═══ SOURCE PASSAGE ═══

There was some surprise in Hollywood when Sturges returned to Mexico after the difficulties – censorship, threats to boycott the film, union issues – he had encountered shooting The Magnificent Seven there. Having vowed “never to make another picture” in that country, “one of the reasons we’re back here is because they’ve eased up on regulations.” Having expected to import most of the cast from Hollywood, the producers were delighted that “six of the ten other featured parts” went to Mexicans, as a result of extensive auditions. Although Lucien Ballard (The Wild Bunch, 1969) remained director of cinematography, a Mexican camera crew was hired with Jorge Stahl in charge.
James Garner takes the stand in court defending himself against allegations of murder.
Shooting began on November 9, 1966, at Torreon, “a quiet little agricultural town with a single hotel and bar,” where a fake town had been built at a cost of $100,000. Filming shifted to Churusbusco Studios in Mexico City on December 20 and four weeks later production wrapped after exteriors at a hacienda near San Miguel de Allende for the face-off with Ike Clanton (Robert Ryan in the film).
James Garner (The Great Escape, 1963) was keen to be reunited with Sturges. “I was happy to play the character,” reminisced Garner, “because John always knew what he was doing. He would take five, six, seven factions in a story and bring them together.” Garner saw Earp as “a guy taken with his own power, who nobody could defy.”
Jason Robards, as Doc Holliday, with a well-known wild side, was difficult to manage. Assistant directors were dispatched every morning to find out where, bar or brothel, the actor had ended up the night before. Sturges rounded on him when Robards turned up at lunch for a scheduled 8am start. He was perfect after that. Unusually, Sturges would invite the cast to watch the dailies. Producers Mirisch were not happy with the title which was eventually changed to Hour of the Gun.

═══

TASK BRIEF:
Please decide whether each statement below agrees with the passage about the film shoot in Mexico, answering yes or no and quoting the words that settle it. 1. Filming ended in Mexico City. 2. The camera crew was Mexican, with Jorge Stahl in charge. 3. Sturges invited the cast to watch the dailies.

═══ ENTRIES ═══

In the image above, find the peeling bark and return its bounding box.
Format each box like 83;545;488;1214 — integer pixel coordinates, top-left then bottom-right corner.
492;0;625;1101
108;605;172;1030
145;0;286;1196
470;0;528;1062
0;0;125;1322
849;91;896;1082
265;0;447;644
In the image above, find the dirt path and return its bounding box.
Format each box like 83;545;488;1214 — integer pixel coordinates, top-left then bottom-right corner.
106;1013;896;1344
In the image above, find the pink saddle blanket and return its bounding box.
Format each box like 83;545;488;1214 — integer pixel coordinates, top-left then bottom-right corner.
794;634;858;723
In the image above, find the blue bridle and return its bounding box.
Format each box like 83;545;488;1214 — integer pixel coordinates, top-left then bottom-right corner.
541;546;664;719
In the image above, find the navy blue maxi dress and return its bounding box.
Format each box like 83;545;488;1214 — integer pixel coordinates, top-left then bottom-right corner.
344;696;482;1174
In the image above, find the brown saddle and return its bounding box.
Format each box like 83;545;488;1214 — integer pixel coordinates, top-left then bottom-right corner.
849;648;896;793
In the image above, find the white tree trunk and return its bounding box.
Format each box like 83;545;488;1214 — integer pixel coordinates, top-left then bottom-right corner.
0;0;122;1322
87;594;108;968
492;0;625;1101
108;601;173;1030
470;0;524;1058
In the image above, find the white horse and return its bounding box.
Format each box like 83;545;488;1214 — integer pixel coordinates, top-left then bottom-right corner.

═══
═══ ENTRIES ═══

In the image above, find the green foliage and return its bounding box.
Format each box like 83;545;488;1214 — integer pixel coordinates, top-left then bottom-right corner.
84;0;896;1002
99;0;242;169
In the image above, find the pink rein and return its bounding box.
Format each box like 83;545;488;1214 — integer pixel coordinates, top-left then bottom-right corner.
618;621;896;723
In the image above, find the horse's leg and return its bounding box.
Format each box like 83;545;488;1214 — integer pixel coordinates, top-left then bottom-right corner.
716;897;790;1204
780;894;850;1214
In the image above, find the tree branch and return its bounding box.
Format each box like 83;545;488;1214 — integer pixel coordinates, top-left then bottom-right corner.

═══

PROBLEM SOLUTION:
1. No: "four weeks later production wrapped after exteriors at a hacienda near San Miguel de Allende"
2. Yes: "a Mexican camera crew was hired with Jorge Stahl in charge"
3. Yes: "Unusually, Sturges would invite the cast to watch the dailies."